■ **Textauszug**:

----

Stromsteuer verteuert die Kilowattstunde bis 2003 um insgesamt 4,64 Pfennig

Der Bundestag verabschiedete am 11.11. das "Gesetz zur Fortführung der ökologischen Steuerreform" ( 990820). Am 26.11. stimmte auch der Bundesrat zu. Das Gesetz kann damit, wie vorgesehen, zu Beginn des neuen Jahres in Kraft treten. Es erhöht die Steuer auf Kraftstoffe bis 2003 jedes Jahr um weitere sechs Pfennig, sodass sich binnen vier Jahren eine Erhöhung um 24 Pfennig ergibt. Die Stromsteuer, die derzeit 2 Pfennig pro Kilowattstunde beträgt, steigt ab 1. Januar jährlich um 0,5 Pfennig, sodass sie sich bis 2003 auf vier Pfennig pro Kilowattstunde verdoppelt haben wird. Die ermäßigten Steuersätze (z.B. für Nachtspeicherheizungen) erhöhen sich proportional. Unter Berücksichtigung sämtlicher fünf Stufen der Ökosteuer sowie der anfallenden Mehrwertsteuer (16 Prozent) verteuert sich Strom bis zum Jahr 2003 um 4,64 Pf/kWh und Benzin um 35 Pfennig je Liter.

Vergünstigungen für Kraft-Wärme-Kopplung, Eigenerzeuger und hocheffiziente Gaskraftwerke

Der ursprüngliche Gesetzentwurf der Bundesregierung wurde nachträglich noch ergänzt durch Vergünstigungen für Kraft-Wärme-Kopplung (KWK), Eigenerzeuger und hocheffiziente Gas-Kraftwerke: Die Betreiber von KWK-Anlagen können künftig für jeden einzelnen Monat, in dem sie eine Brennstoffausnutzung von 70 Prozent erreichen, die Steuerbefreiung geltend machen (bisher mussten sie diese Brennstoffausnutzung im Jahresmittel erreichen). Als von § 2 und § 5 des Gesetzes nicht erfasste und deshalb von der Steuer befreite Eigenerzeuger gelten künftig auch die Betreiber größerer Anlagen mit einer Nennleistung von bis zu zwei Megawatt (bisher 0,7 MW). Für Gas- und Dampfkraftwerke (GuD) mit einem elektrischen Wirkungsgrad ab 57,5 Prozent wird eine auf zehn Jahre befristete Steuerbefreiung eingeführt, sofern sie bis zum 31. März 2003 in Betrieb gehen.

----

■ **Rohdaten**:
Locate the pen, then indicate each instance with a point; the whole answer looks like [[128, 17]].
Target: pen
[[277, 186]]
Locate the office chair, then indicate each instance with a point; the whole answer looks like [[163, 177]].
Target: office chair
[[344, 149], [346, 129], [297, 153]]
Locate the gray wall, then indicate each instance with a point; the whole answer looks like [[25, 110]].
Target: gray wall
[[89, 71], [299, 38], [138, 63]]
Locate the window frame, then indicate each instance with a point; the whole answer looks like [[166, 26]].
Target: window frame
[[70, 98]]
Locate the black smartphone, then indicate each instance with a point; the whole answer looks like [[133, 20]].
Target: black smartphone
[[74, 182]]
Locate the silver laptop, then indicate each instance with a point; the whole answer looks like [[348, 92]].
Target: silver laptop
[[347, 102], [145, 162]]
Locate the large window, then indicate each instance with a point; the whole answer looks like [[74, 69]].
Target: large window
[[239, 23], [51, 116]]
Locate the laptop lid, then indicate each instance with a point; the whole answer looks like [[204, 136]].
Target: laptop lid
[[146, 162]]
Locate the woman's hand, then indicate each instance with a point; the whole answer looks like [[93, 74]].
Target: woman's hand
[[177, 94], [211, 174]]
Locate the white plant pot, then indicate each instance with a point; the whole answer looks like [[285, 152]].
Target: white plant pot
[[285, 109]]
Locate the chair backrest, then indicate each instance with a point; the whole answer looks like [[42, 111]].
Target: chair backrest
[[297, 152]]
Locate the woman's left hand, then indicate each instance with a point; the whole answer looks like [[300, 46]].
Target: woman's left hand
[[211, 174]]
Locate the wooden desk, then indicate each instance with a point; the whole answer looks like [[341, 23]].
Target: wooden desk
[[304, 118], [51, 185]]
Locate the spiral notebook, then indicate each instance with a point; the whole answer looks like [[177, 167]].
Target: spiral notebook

----

■ **Aufgaben**:
**A)** Nenne alle Gruppen, für die der Text zur Stromsteuer Vergünstigungen aufführt.
**B)** Setze den Text zur Stromsteuer nach seinem letzten Satz fort.

■ **Lösungen**:
**A)** Kraft-Wärme-Kopplung (KWK), Eigenerzeuger, hocheffiziente Gaskraftwerke

**B)**
Wie der SPD-Abgeordnete Reinhard Schultz im Bundestag zur Begründung des Gesetzentwurfes ausführte, soll die Neuregelung der Kraft-Wärme-Kopplung den Betreibern von kleineren kommunalen Anlagen entgegenkommen, deren Geschäft im Wärmemarkt von der kalten Jahreszeit abhängt. Sie können nun jeden Monat einzeln abrechnen. Von der Ausweitung der Steuerbefreiung für Eigenerzeuger auf Leistungen bis 2 MW erhoffe man sich eine "Investitionswelle" zugunsten der dezentralen Energieversorgung mittels Blockheizkraftwerken. Dagegen sei die Steuerbefreiung für GuD-Kraftwerke bewusst an sehr hohe Wirkungsgrade und ein enges Zeitfenster gebunden worden, um Mitnahme- und Masseneffekte zu vermeiden. Sie solle lediglich als Anreiz dienen, in den nächsten Jahren ein bis zwei solcher "High-Tech-Kraftwerke" zu errichten.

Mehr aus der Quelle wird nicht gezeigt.